Tarefa do exercício A: Redigite sem alterações o trecho do texto sobre o Big Brother Brasil e a exposição da privacidade que vai de "Embora o último" até "explosão de realidades?", incluindo este último.

Fonte:
──────

Embora o último Big Brother Brasil tenha batido recorde de inscrições, nem todo mundo está disposto (ainda) a abrir mão da sua privacidade para ter a intimidade exposta em rede nacional durante as férias de verão da garotada. Porém, entra ano, sai ano, a tecnologia e os costumes mudam. O limite do que era privado, se afasta um pouco. E quando nos damos conta, tem o David Brasil postando stories no vaso sanitário. Isso a Globo não mostra. Talvez a Record sim. Esse voyeurismo midiático primeiro penetrou nas nossas casas, e agora caminha conosco nos nossos bolsos. Pode-se acompanhar, vinte quatro horas por dia, o que o crush ou o famoso favorito está fazendo, em primeira mão, numa verdadeira novela da vida real. Mas e os formatos? Como ficam com essa explosão de realidades?

──────

Dados de trabalho:
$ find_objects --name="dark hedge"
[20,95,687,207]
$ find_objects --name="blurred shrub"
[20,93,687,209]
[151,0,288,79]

──────

Tarefa do exercício B: Repita, sem nenhuma alteração, todas as linhas da listagem acima.

Resposta esperada A:
Embora o último Big Brother Brasil tenha batido recorde de inscrições, nem todo mundo está disposto (ainda) a abrir mão da sua privacidade para ter a intimidade exposta em rede nacional durante as férias de verão da garotada. Porém, entra ano, sai ano, a tecnologia e os costumes mudam. O limite do que era privado, se afasta um pouco. E quando nos damos conta, tem o David Brasil postando stories no vaso sanitário. Isso a Globo não mostra. Talvez a Record sim. Esse voyeurismo midiático primeiro penetrou nas nossas casas, e agora caminha conosco nos nossos bolsos. Pode-se acompanhar, vinte quatro horas por dia, o que o crush ou o famoso favorito está fazendo, em primeira mão, numa verdadeira novela da vida real. Mas e os formatos? Como ficam com essa explosão de realidades?

Resposta esperada B:
$ find_objects --name="dark hedge"
[20,95,687,207]
$ find_objects --name="blurred shrub"
[20,93,687,209]
[151,0,288,79]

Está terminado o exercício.